Job: Without altering anything, repeat each of the records.

(begin)

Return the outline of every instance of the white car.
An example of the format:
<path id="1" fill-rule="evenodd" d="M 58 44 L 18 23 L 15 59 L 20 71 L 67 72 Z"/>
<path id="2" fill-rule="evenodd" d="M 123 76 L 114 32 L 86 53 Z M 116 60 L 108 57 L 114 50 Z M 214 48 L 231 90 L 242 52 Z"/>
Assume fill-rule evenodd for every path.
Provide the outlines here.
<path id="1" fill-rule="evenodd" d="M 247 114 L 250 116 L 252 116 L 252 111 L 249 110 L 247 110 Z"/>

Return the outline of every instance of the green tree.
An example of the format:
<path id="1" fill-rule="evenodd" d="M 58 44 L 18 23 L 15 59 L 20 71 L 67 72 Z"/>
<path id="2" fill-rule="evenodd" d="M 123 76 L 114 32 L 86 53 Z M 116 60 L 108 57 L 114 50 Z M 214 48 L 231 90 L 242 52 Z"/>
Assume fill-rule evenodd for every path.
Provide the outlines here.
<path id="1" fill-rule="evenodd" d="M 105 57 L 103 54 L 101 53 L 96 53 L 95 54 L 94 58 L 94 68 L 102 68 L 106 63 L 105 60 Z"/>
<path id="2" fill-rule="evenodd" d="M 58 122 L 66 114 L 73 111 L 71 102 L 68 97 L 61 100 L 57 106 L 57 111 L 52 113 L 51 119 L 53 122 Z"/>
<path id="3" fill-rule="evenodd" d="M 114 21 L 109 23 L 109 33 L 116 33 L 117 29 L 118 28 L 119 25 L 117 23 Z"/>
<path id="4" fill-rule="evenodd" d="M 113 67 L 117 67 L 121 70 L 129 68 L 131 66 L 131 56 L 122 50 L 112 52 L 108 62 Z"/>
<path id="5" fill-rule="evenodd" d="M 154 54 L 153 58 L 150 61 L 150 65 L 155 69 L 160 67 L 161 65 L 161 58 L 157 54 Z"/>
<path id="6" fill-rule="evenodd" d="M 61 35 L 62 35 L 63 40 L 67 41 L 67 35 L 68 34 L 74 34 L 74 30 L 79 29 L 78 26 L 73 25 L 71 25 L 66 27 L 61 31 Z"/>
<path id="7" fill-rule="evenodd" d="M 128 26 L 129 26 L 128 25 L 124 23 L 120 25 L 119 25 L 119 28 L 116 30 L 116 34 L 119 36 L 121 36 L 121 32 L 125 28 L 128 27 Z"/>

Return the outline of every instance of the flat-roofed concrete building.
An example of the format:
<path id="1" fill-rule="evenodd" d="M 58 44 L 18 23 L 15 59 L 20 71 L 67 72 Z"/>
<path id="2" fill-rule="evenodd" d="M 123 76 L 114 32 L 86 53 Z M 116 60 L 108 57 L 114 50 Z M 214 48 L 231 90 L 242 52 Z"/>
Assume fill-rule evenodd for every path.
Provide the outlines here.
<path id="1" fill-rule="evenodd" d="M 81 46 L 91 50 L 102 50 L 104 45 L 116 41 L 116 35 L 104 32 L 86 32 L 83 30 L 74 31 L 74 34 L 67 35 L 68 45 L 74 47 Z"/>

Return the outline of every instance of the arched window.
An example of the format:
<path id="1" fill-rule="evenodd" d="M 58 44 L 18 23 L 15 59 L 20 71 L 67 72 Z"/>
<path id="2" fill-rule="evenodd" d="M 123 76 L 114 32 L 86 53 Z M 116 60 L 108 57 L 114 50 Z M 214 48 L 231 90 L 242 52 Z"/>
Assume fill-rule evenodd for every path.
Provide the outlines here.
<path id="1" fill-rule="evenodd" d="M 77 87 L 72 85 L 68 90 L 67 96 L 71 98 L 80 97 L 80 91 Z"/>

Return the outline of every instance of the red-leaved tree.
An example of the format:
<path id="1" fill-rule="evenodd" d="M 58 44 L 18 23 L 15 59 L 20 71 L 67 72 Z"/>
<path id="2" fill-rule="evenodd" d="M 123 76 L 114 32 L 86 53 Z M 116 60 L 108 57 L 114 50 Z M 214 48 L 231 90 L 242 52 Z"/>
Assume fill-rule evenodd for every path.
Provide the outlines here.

(end)

Solution to the problem:
Return the outline of every instance of the white car.
An example of the format:
<path id="1" fill-rule="evenodd" d="M 58 44 L 18 23 L 15 59 L 20 71 L 67 72 Z"/>
<path id="2" fill-rule="evenodd" d="M 123 76 L 114 32 L 86 53 Z M 116 60 L 108 57 L 114 50 Z M 214 48 L 231 90 L 242 52 Z"/>
Assume fill-rule evenodd for every path.
Provide the outlines here.
<path id="1" fill-rule="evenodd" d="M 247 114 L 250 116 L 252 116 L 252 111 L 249 110 L 247 110 Z"/>

Return the outline of every instance of the green tree.
An example of the format:
<path id="1" fill-rule="evenodd" d="M 58 44 L 18 23 L 15 59 L 20 71 L 67 72 Z"/>
<path id="2" fill-rule="evenodd" d="M 123 76 L 114 32 L 86 53 Z M 116 60 L 108 57 L 114 50 Z M 214 48 L 231 90 L 242 52 Z"/>
Assume fill-rule evenodd for every path.
Provide the outlines here.
<path id="1" fill-rule="evenodd" d="M 105 57 L 103 54 L 101 53 L 96 53 L 95 54 L 94 58 L 94 68 L 102 68 L 106 63 L 105 60 Z"/>
<path id="2" fill-rule="evenodd" d="M 58 122 L 66 114 L 73 111 L 71 102 L 68 97 L 61 100 L 57 106 L 57 111 L 52 113 L 51 119 L 53 122 Z"/>
<path id="3" fill-rule="evenodd" d="M 114 21 L 109 23 L 109 33 L 116 33 L 117 29 L 118 28 L 119 25 L 117 23 Z"/>
<path id="4" fill-rule="evenodd" d="M 113 67 L 117 67 L 121 70 L 129 68 L 131 66 L 131 56 L 122 50 L 112 52 L 108 62 Z"/>
<path id="5" fill-rule="evenodd" d="M 154 54 L 153 58 L 150 61 L 150 65 L 155 69 L 160 67 L 161 65 L 161 58 L 157 54 Z"/>
<path id="6" fill-rule="evenodd" d="M 61 35 L 62 35 L 63 40 L 67 41 L 67 35 L 68 34 L 74 34 L 74 30 L 79 29 L 78 26 L 73 25 L 71 25 L 66 27 L 61 31 Z"/>
<path id="7" fill-rule="evenodd" d="M 128 26 L 129 26 L 128 25 L 124 23 L 120 25 L 119 25 L 119 28 L 116 30 L 116 34 L 119 36 L 121 36 L 121 32 L 125 28 L 128 27 Z"/>

Return the outline of every instance of the flat-roofed concrete building.
An example of the format:
<path id="1" fill-rule="evenodd" d="M 58 44 L 18 23 L 15 59 L 20 71 L 67 72 Z"/>
<path id="2" fill-rule="evenodd" d="M 123 76 L 114 32 L 86 53 Z M 116 60 L 108 57 L 114 50 Z M 214 48 L 231 90 L 242 52 Z"/>
Assume fill-rule evenodd for every path.
Provide the outlines here.
<path id="1" fill-rule="evenodd" d="M 81 46 L 91 50 L 102 50 L 104 45 L 116 41 L 116 35 L 104 32 L 86 32 L 83 30 L 74 31 L 74 34 L 67 35 L 68 45 L 74 47 Z"/>

Return the outline of every instance of the arched window.
An example of the format:
<path id="1" fill-rule="evenodd" d="M 58 44 L 18 23 L 15 59 L 20 71 L 67 72 Z"/>
<path id="2" fill-rule="evenodd" d="M 123 76 L 114 32 L 86 53 Z M 116 60 L 108 57 L 114 50 Z M 214 48 L 231 90 L 242 52 Z"/>
Assume fill-rule evenodd for every path.
Provide the outlines here.
<path id="1" fill-rule="evenodd" d="M 77 87 L 72 85 L 68 90 L 67 96 L 71 98 L 80 97 L 80 91 Z"/>

Return the outline of every instance of the red-leaved tree.
An example of the format:
<path id="1" fill-rule="evenodd" d="M 58 44 L 18 23 L 15 59 L 20 71 L 67 72 Z"/>
<path id="2" fill-rule="evenodd" d="M 123 76 L 114 32 L 86 53 Z M 116 60 L 108 57 L 114 50 Z M 214 48 L 231 90 L 242 52 Z"/>
Assume fill-rule evenodd for every path.
Provide the outlines here.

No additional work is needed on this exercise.